Rewrite the lines below, replacing "rough mask" with "coarse mask" everywhere and changing nothing else. Omit the pictures from your answer.

..........

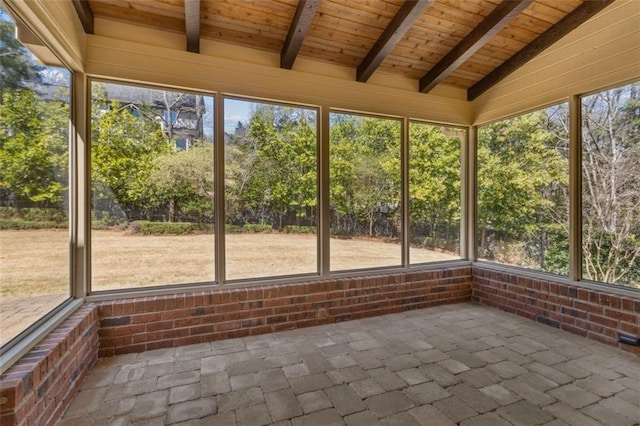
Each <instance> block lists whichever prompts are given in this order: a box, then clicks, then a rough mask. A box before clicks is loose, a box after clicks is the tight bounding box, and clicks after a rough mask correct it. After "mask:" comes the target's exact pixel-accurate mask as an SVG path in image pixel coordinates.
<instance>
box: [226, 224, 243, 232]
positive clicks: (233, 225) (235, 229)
mask: <svg viewBox="0 0 640 426" xmlns="http://www.w3.org/2000/svg"><path fill="white" fill-rule="evenodd" d="M224 232H225V233H227V234H240V233H242V226H238V225H230V224H228V223H226V224H225V225H224Z"/></svg>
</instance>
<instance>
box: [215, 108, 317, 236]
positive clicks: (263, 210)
mask: <svg viewBox="0 0 640 426" xmlns="http://www.w3.org/2000/svg"><path fill="white" fill-rule="evenodd" d="M315 119H316V117H315V112H312V111H307V110H303V109H298V108H289V107H282V106H276V105H269V104H257V105H256V107H255V110H254V112H253V114H252V116H251V119H250V122H249V126H248V128H244V126H239V127H238V128H237V129H236V133H235V134H234V135H232V136H231V137H229V140H228V141H227V143H226V144H225V151H226V158H225V186H226V193H225V195H226V199H227V205H226V214H227V217H228V218H229V220H231V221H233V222H238V223H244V222H259V223H270V224H272V225H273V226H274V227H275V228H277V229H282V227H283V226H284V225H285V224H286V223H290V222H292V221H293V222H296V221H298V220H309V218H312V217H313V216H314V215H315V210H316V204H317V188H316V187H317V156H316V152H317V148H316V145H317V136H316V129H315V125H314V123H313V121H314V120H315Z"/></svg>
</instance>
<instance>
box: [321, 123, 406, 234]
mask: <svg viewBox="0 0 640 426" xmlns="http://www.w3.org/2000/svg"><path fill="white" fill-rule="evenodd" d="M400 130H401V126H400V123H399V122H398V121H396V120H388V119H379V118H369V117H366V118H363V117H357V116H351V115H346V114H333V115H332V126H331V132H330V140H331V141H330V151H329V169H330V170H329V173H330V186H329V193H330V199H331V210H332V212H333V216H334V219H335V220H334V222H335V223H334V228H343V229H345V230H347V231H348V232H350V233H352V234H366V235H370V236H373V235H374V234H380V235H385V236H395V235H398V234H399V212H400V209H399V207H400V178H401V175H400ZM376 225H377V226H376ZM376 230H377V231H376Z"/></svg>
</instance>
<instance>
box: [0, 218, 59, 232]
mask: <svg viewBox="0 0 640 426" xmlns="http://www.w3.org/2000/svg"><path fill="white" fill-rule="evenodd" d="M66 228H67V222H53V221H30V220H7V219H0V229H3V230H6V229H14V230H24V229H66Z"/></svg>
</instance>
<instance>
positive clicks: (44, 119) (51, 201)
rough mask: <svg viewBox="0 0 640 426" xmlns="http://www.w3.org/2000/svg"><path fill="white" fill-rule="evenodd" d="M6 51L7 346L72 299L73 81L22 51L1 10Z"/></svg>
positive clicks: (1, 147) (0, 78) (4, 43)
mask: <svg viewBox="0 0 640 426" xmlns="http://www.w3.org/2000/svg"><path fill="white" fill-rule="evenodd" d="M41 49H42V47H41ZM0 52H1V53H0V312H1V313H2V325H1V326H0V346H2V345H4V344H5V343H7V342H9V341H10V340H11V339H13V338H14V337H16V336H17V335H18V334H20V333H21V332H22V331H24V330H25V329H26V328H28V327H29V326H31V325H32V324H34V323H35V322H36V321H38V320H39V319H40V318H42V317H43V316H44V315H46V314H47V313H49V312H50V311H51V310H52V309H54V308H55V307H57V306H58V305H60V303H62V302H63V301H65V300H67V299H68V298H69V294H70V293H69V289H70V286H69V230H68V223H69V217H68V211H69V101H70V89H69V87H70V79H71V74H70V73H69V71H67V70H66V69H64V68H59V67H57V66H48V65H42V63H50V62H42V61H41V60H40V59H36V58H35V57H34V56H33V55H32V54H31V53H30V52H29V51H28V50H27V49H26V48H25V47H24V46H22V45H21V44H20V42H19V41H18V40H17V39H16V38H15V37H14V24H13V22H12V21H11V19H10V18H9V16H8V15H7V14H6V12H5V10H4V9H2V7H0ZM40 52H41V53H42V50H40ZM45 57H47V58H49V59H51V58H54V57H53V55H51V53H50V52H49V54H48V55H45ZM53 65H57V64H53Z"/></svg>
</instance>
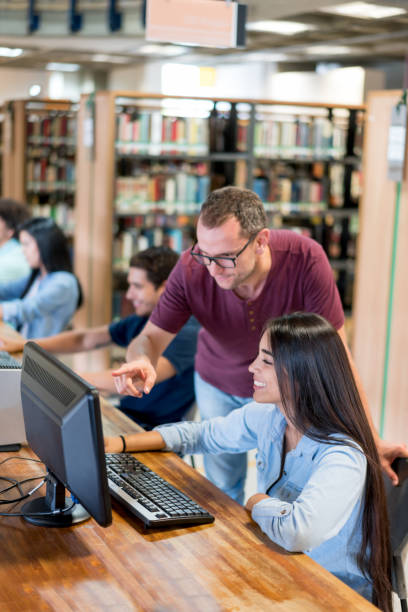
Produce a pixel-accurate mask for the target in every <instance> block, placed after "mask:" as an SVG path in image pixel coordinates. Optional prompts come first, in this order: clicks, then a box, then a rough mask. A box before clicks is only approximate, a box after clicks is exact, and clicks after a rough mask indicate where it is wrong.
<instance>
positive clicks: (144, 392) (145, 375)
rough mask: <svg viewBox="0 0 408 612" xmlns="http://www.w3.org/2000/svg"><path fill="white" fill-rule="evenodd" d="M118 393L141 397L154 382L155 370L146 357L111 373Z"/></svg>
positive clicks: (115, 370) (155, 375) (140, 358)
mask: <svg viewBox="0 0 408 612" xmlns="http://www.w3.org/2000/svg"><path fill="white" fill-rule="evenodd" d="M112 376H113V377H114V381H115V386H116V389H117V391H118V393H121V394H122V395H133V396H134V397H142V395H143V393H150V390H151V388H152V387H153V385H154V383H155V382H156V376H157V375H156V370H155V369H154V367H153V366H152V364H151V362H150V360H149V359H148V358H147V357H141V358H140V359H136V360H135V361H130V362H129V363H124V364H123V365H122V366H121V367H120V368H118V369H117V370H114V371H113V372H112Z"/></svg>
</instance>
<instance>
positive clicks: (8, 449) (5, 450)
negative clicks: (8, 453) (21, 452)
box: [0, 443, 21, 453]
mask: <svg viewBox="0 0 408 612" xmlns="http://www.w3.org/2000/svg"><path fill="white" fill-rule="evenodd" d="M20 448H21V444H17V443H16V444H0V453H18V451H19V450H20Z"/></svg>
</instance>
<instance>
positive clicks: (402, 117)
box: [387, 103, 407, 181]
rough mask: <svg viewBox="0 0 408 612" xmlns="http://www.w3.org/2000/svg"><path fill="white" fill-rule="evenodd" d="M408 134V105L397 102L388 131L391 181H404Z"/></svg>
mask: <svg viewBox="0 0 408 612" xmlns="http://www.w3.org/2000/svg"><path fill="white" fill-rule="evenodd" d="M406 136H407V106H406V104H402V103H400V104H397V106H394V107H393V109H392V113H391V125H390V129H389V132H388V149H387V162H388V178H389V179H390V180H391V181H402V179H403V174H404V167H405V148H406Z"/></svg>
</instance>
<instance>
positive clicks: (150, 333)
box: [112, 321, 176, 397]
mask: <svg viewBox="0 0 408 612" xmlns="http://www.w3.org/2000/svg"><path fill="white" fill-rule="evenodd" d="M175 336H176V334H172V333H170V332H167V331H165V330H164V329H161V328H160V327H158V326H157V325H155V324H154V323H151V322H150V321H148V322H147V323H146V325H145V327H144V328H143V331H142V333H140V334H139V335H138V336H136V338H134V339H133V340H132V342H131V343H130V344H129V346H128V350H127V353H126V358H127V360H128V363H124V364H123V366H121V367H120V368H118V369H117V370H114V371H113V372H112V374H113V376H114V377H116V378H118V379H119V380H120V382H119V383H118V391H119V392H120V393H123V394H125V395H133V396H135V397H142V394H143V393H149V392H150V389H151V388H152V387H153V385H154V384H155V382H156V379H157V372H156V364H158V360H159V357H160V356H161V354H162V353H163V351H164V350H165V349H166V348H167V346H168V345H169V344H170V342H171V341H172V340H173V338H174V337H175Z"/></svg>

..........

= Response area =
Each <instance> block lists whichever prompts are given in this order: a box, then clicks, then a coarse mask. A box before clicks is loose, a box after clicks is the tight bounding box, and clicks after a coarse mask correct it. After "mask:" comes the target's exact pixel-accurate mask as an SVG path in image pixel coordinates.
<instance>
box: [226, 224, 243, 232]
positive clicks: (233, 225) (235, 229)
mask: <svg viewBox="0 0 640 426" xmlns="http://www.w3.org/2000/svg"><path fill="white" fill-rule="evenodd" d="M224 232H225V233H227V234H240V233H242V226H238V225H230V224H228V223H226V224H225V225H224Z"/></svg>
</instance>
<instance>
box: [215, 108, 317, 236]
positive clicks: (263, 210)
mask: <svg viewBox="0 0 640 426" xmlns="http://www.w3.org/2000/svg"><path fill="white" fill-rule="evenodd" d="M315 119H316V117H315V112H312V111H307V110H303V109H298V108H289V107H282V106H276V105H269V104H257V105H256V107H255V110H254V112H253V114H252V116H251V119H250V122H249V126H248V128H244V126H239V127H238V128H237V129H236V133H235V134H234V135H232V136H231V137H229V140H228V141H227V143H226V144H225V151H226V158H225V186H226V193H225V195H226V199H227V205H226V214H227V217H228V218H229V220H231V221H233V222H238V223H244V222H259V223H270V224H272V225H273V226H274V227H275V228H277V229H282V227H283V226H284V225H285V224H286V223H290V222H292V221H293V222H296V221H298V220H309V218H312V217H313V216H314V215H315V210H316V204H317V188H316V187H317V156H316V152H317V148H316V145H317V136H316V129H315V125H314V123H313V121H314V120H315Z"/></svg>
</instance>
<instance>
box: [321, 123, 406, 234]
mask: <svg viewBox="0 0 640 426" xmlns="http://www.w3.org/2000/svg"><path fill="white" fill-rule="evenodd" d="M400 130H401V126H400V123H399V122H398V121H396V120H388V119H379V118H369V117H366V118H363V117H357V116H351V115H346V114H333V115H332V126H331V132H330V140H331V141H330V151H329V169H330V170H329V173H330V186H329V193H330V199H331V210H332V212H333V216H334V219H335V220H334V222H335V223H334V228H343V229H345V230H347V231H348V232H350V233H352V234H366V235H370V236H373V235H374V234H380V235H385V236H395V235H398V234H399V212H400V209H399V207H400V178H401V175H400ZM376 225H377V226H376ZM376 230H377V231H376Z"/></svg>
</instance>
<instance>
box: [0, 218, 59, 232]
mask: <svg viewBox="0 0 640 426" xmlns="http://www.w3.org/2000/svg"><path fill="white" fill-rule="evenodd" d="M66 228H67V222H53V221H30V220H7V219H0V229H3V230H6V229H14V230H24V229H66Z"/></svg>
</instance>
<instance>
positive clicks: (44, 119) (51, 201)
coarse mask: <svg viewBox="0 0 640 426" xmlns="http://www.w3.org/2000/svg"><path fill="white" fill-rule="evenodd" d="M6 51L7 346L72 299L73 81L22 51L1 10Z"/></svg>
positive clicks: (1, 147) (0, 78) (4, 43)
mask: <svg viewBox="0 0 640 426" xmlns="http://www.w3.org/2000/svg"><path fill="white" fill-rule="evenodd" d="M41 49H42V47H41ZM0 52H1V53H0V312H1V313H2V325H1V326H0V346H2V345H4V344H5V343H7V342H9V341H10V340H11V339H13V338H14V337H16V336H17V335H18V334H20V333H21V332H22V331H24V330H25V329H26V328H28V327H29V326H31V325H32V324H34V323H35V322H36V321H38V320H39V319H40V318H42V317H43V316H44V315H46V314H47V313H49V312H50V311H51V310H52V309H54V308H55V307H57V306H58V305H60V303H62V302H63V301H65V300H67V299H68V298H69V294H70V293H69V289H70V286H69V230H68V223H69V217H68V211H69V101H70V89H69V87H70V79H71V74H70V73H69V71H67V70H66V69H64V68H59V67H57V66H48V65H42V63H50V62H42V61H41V60H40V59H36V58H35V57H34V56H33V55H32V54H31V53H30V52H29V51H28V50H27V49H26V48H25V47H24V46H22V45H21V44H20V42H19V41H18V40H17V39H16V38H15V37H14V24H13V22H12V21H11V19H10V18H9V16H8V15H7V14H6V12H5V10H4V9H2V7H0ZM40 52H41V53H42V50H40ZM45 57H47V58H49V59H51V58H54V57H53V55H51V53H50V52H49V54H48V55H45ZM53 65H57V64H53Z"/></svg>
</instance>
Produce a pixel-accurate mask for the target in every <instance> block, placed after "mask:" as an SVG path in image pixel coordinates. Optional prompts come first, in this order: clicks, then a box, then a coarse mask. A box before clicks is only approximate, a box after clicks is exact, and clicks after a coarse mask indicate where it is wrong.
<instance>
positive clicks: (144, 392) (145, 375)
coarse mask: <svg viewBox="0 0 408 612" xmlns="http://www.w3.org/2000/svg"><path fill="white" fill-rule="evenodd" d="M118 393L141 397L154 382L155 370L146 357L111 373Z"/></svg>
positive clicks: (115, 370) (155, 375) (140, 358)
mask: <svg viewBox="0 0 408 612" xmlns="http://www.w3.org/2000/svg"><path fill="white" fill-rule="evenodd" d="M112 376H113V377H114V381H115V386H116V389H117V391H118V393H121V394H122V395H133V396H134V397H142V395H143V393H150V390H151V388H152V387H153V385H154V383H155V382H156V376H157V375H156V370H155V369H154V367H153V366H152V364H151V362H150V360H149V359H148V358H147V357H141V358H140V359H136V360H135V361H130V362H129V363H124V364H123V365H122V366H121V367H120V368H118V369H117V370H114V371H113V372H112Z"/></svg>
</instance>
<instance>
positive clicks: (8, 449) (5, 450)
negative clicks: (8, 453) (21, 452)
box: [0, 443, 21, 453]
mask: <svg viewBox="0 0 408 612" xmlns="http://www.w3.org/2000/svg"><path fill="white" fill-rule="evenodd" d="M20 448H21V444H17V443H16V444H0V453H18V451H19V450H20Z"/></svg>
</instance>
<instance>
positive clicks: (402, 117)
box: [387, 103, 407, 181]
coarse mask: <svg viewBox="0 0 408 612" xmlns="http://www.w3.org/2000/svg"><path fill="white" fill-rule="evenodd" d="M408 134V105L397 102L388 131L391 181H404Z"/></svg>
mask: <svg viewBox="0 0 408 612" xmlns="http://www.w3.org/2000/svg"><path fill="white" fill-rule="evenodd" d="M406 136H407V106H406V104H402V103H400V104H397V106H394V107H393V109H392V113H391V125H390V129H389V132H388V149H387V162H388V178H389V179H390V180H391V181H402V179H403V174H404V167H405V148H406Z"/></svg>
</instance>
<instance>
positive clicks: (150, 333)
box: [112, 321, 176, 397]
mask: <svg viewBox="0 0 408 612" xmlns="http://www.w3.org/2000/svg"><path fill="white" fill-rule="evenodd" d="M175 336H176V334H172V333H170V332H167V331H165V330H164V329H161V328H160V327H158V326H157V325H155V324H154V323H151V322H150V321H148V322H147V323H146V325H145V327H144V328H143V331H142V333H140V334H139V335H138V336H136V338H134V339H133V340H132V342H131V343H130V344H129V346H128V350H127V353H126V358H127V360H128V363H124V364H123V366H121V367H120V368H118V369H117V370H114V371H113V372H112V374H113V376H114V377H116V378H118V379H119V380H120V382H119V383H118V391H119V392H120V393H123V394H125V395H133V396H135V397H142V394H143V393H149V392H150V389H151V388H152V387H153V385H154V384H155V382H156V379H157V372H156V364H158V360H159V357H160V356H161V354H162V353H163V351H164V350H165V349H166V348H167V346H168V345H169V344H170V342H171V341H172V340H173V338H174V337H175Z"/></svg>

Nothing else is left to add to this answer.